- _PROBLEM STATEMENT_
Write out the material below word for word, changing nothing.

- _DATASET ROWS_
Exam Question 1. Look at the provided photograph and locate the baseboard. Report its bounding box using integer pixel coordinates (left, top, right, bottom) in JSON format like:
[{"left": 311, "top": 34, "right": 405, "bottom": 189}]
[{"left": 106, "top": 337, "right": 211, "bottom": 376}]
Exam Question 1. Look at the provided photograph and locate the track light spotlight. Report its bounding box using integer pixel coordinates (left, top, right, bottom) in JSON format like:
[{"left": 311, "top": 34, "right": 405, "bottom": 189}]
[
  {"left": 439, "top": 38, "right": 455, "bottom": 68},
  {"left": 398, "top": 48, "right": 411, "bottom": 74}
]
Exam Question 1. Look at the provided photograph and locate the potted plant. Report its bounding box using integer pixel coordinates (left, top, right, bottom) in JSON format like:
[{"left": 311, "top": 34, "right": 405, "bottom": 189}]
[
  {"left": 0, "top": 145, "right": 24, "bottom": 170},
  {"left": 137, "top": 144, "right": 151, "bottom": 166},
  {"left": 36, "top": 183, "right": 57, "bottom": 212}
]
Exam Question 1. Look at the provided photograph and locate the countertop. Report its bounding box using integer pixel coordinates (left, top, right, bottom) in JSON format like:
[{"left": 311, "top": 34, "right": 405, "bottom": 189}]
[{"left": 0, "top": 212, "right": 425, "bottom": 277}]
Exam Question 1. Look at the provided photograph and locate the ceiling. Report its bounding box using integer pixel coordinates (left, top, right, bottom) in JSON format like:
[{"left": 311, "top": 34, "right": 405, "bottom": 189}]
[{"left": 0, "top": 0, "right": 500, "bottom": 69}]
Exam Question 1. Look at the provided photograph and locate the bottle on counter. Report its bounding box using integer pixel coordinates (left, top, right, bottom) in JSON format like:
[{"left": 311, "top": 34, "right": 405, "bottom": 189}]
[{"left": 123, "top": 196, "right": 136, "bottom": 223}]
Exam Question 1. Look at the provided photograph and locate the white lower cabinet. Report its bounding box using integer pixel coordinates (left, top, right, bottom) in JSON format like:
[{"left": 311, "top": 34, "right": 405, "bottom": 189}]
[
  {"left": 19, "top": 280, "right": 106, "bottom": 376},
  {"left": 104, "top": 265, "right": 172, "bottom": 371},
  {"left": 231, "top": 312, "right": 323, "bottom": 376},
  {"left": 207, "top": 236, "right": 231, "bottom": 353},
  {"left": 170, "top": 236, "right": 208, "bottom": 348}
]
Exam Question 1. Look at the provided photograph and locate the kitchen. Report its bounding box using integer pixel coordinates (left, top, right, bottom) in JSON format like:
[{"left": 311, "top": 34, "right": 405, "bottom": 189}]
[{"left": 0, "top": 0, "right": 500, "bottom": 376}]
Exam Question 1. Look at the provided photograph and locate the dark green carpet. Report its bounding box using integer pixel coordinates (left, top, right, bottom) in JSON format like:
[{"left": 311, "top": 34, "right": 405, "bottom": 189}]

- _RESPONSE TO THIS TASK_
Exam Question 1. Look at the provided photograph and locate the baseboard. Report its bounding box using integer pixel coordinates (left, top, right, bottom) in JSON format like:
[{"left": 311, "top": 34, "right": 405, "bottom": 189}]
[{"left": 106, "top": 337, "right": 211, "bottom": 376}]
Exam Question 1. Look at the provided photograph and locate the track light spotlight. Report its bounding box using integer pixel coordinates (left, top, right, bottom) in JSON format like:
[{"left": 311, "top": 34, "right": 405, "bottom": 189}]
[
  {"left": 439, "top": 38, "right": 455, "bottom": 68},
  {"left": 398, "top": 48, "right": 411, "bottom": 74}
]
Exam Question 1. Look at the provided photograph and locate the potted plant. Report its bounding box using integer pixel coordinates (left, top, right, bottom) in JSON format like:
[{"left": 311, "top": 34, "right": 405, "bottom": 189}]
[
  {"left": 0, "top": 145, "right": 24, "bottom": 170},
  {"left": 137, "top": 144, "right": 151, "bottom": 166},
  {"left": 36, "top": 183, "right": 57, "bottom": 212}
]
Exam Question 1. Look at the provided photograph and locate the countertop. Report its bounding box using integer pixel coordinates (left, top, right, bottom) in JSON format like:
[{"left": 311, "top": 34, "right": 405, "bottom": 189}]
[{"left": 0, "top": 212, "right": 425, "bottom": 277}]
Exam Question 1. Look at the provided photograph and locate the ceiling. Report its bounding box using integer pixel coordinates (left, top, right, bottom) in JSON format like:
[{"left": 311, "top": 34, "right": 405, "bottom": 189}]
[{"left": 0, "top": 0, "right": 500, "bottom": 69}]
Exam Question 1. Look at the provided photograph and locate the bottle on counter. Report its bounding box using integer pixel coordinates (left, top, right, bottom) in JSON format like:
[{"left": 311, "top": 34, "right": 405, "bottom": 189}]
[{"left": 123, "top": 196, "right": 136, "bottom": 223}]
Exam Question 1. Look at the provided photograph and locate the white lower cabinet. Report its bounding box using integer pixel coordinates (left, top, right, bottom) in JSON format like:
[{"left": 311, "top": 34, "right": 405, "bottom": 189}]
[
  {"left": 19, "top": 280, "right": 106, "bottom": 376},
  {"left": 104, "top": 265, "right": 172, "bottom": 371},
  {"left": 231, "top": 312, "right": 323, "bottom": 376},
  {"left": 207, "top": 236, "right": 231, "bottom": 353},
  {"left": 170, "top": 236, "right": 208, "bottom": 348}
]
Exam Question 1. Look at the provided photograph and locate the kitchen. Report its bounding box using integer pixel coordinates (left, top, right, bottom) in JSON format like:
[{"left": 311, "top": 34, "right": 405, "bottom": 189}]
[{"left": 0, "top": 0, "right": 500, "bottom": 376}]
Exam Question 1. Look at the provided photograph and locate the dark green carpet. Report its bounding box using integer pixel coordinates (left, top, right, bottom) in JSON format like:
[{"left": 311, "top": 34, "right": 405, "bottom": 189}]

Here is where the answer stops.